TEKSTFRAGMENT:
■ ■ ■ ■

Het Hof is niet bevoegd op het verzoek tot schadevergoeding te beslissen. De vordering tot vergoeding van schade kan bijgevolg uitsluitend bij de civiele rechter worden ingesteld. Het Hof zal dienovereenkomstig beslissen (artikel 8:71 Awb).
Slotsom
Het vorenstaande leidt tot de slotsom dat het hoger beroep van belanghebbende ongegrond is. De uitspraak van de rechtbank dient te worden bevestigd. Het Hof is onbevoegd te beslissen op het verzoek tot schadevergoeding.

6.Kosten

Het Hof vindt geen aanleiding voor een veroordeling in de kosten in verband met de behandeling van het hoger beroep op de voet van artikel 8:75 Awb in verbinding met artikel 8:108 van die wet.

7.Beslissing

Het Hof:
- bevestigt de uitspraak van de rechtbank;
- verklaart zich onbevoegd te oordelen over de vordering tot schadevergoeding en stelt vast dat die vordering uitsluitend bij de burgerlijke rechter kan worden ingesteld;
- gelast de griffier van het Hof om het door belanghebbende betaalde griffierecht voor het hoger beroep ten bedrage van € 128 aan belanghebbende te retourneren.

■ ■ ■ ■

GEGEVEN INFORMATIE:
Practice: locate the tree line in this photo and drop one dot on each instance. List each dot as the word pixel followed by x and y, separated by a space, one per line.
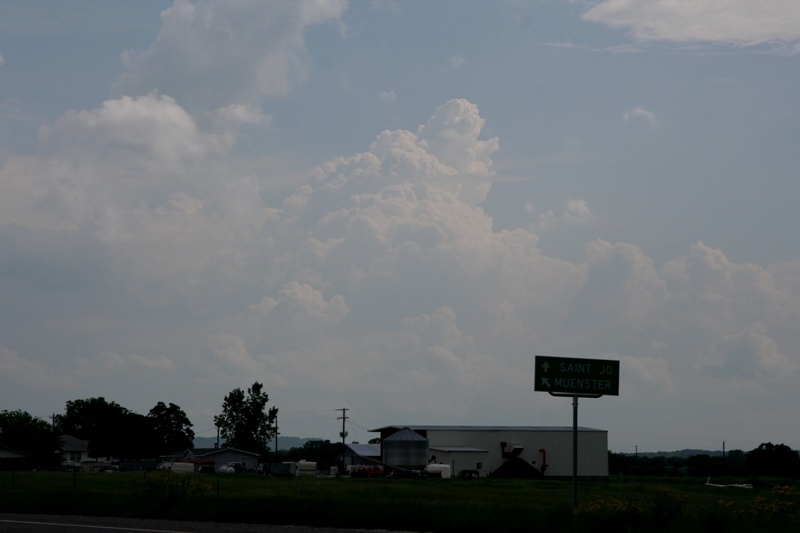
pixel 768 459
pixel 245 423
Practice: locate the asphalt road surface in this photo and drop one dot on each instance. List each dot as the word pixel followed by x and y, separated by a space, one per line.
pixel 24 523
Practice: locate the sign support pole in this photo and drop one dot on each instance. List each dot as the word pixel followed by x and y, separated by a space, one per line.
pixel 575 440
pixel 569 376
pixel 574 451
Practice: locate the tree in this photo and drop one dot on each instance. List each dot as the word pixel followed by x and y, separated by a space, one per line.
pixel 29 434
pixel 112 430
pixel 96 420
pixel 245 422
pixel 171 427
pixel 773 460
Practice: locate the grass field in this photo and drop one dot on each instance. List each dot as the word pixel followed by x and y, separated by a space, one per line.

■ ■ ■ ■

WAT JE DOET: Neem uit het tekstfragment over de uitspraak van het Hof letterlijk het deel over van "Het Hof vindt" tot en met "van die wet.".

JOUW OPLOSSING:
Het Hof vindt geen aanleiding voor een veroordeling in de kosten in verband met de behandeling van het hoger beroep op de voet van artikel 8:75 Awb in verbinding met artikel 8:108 van die wet.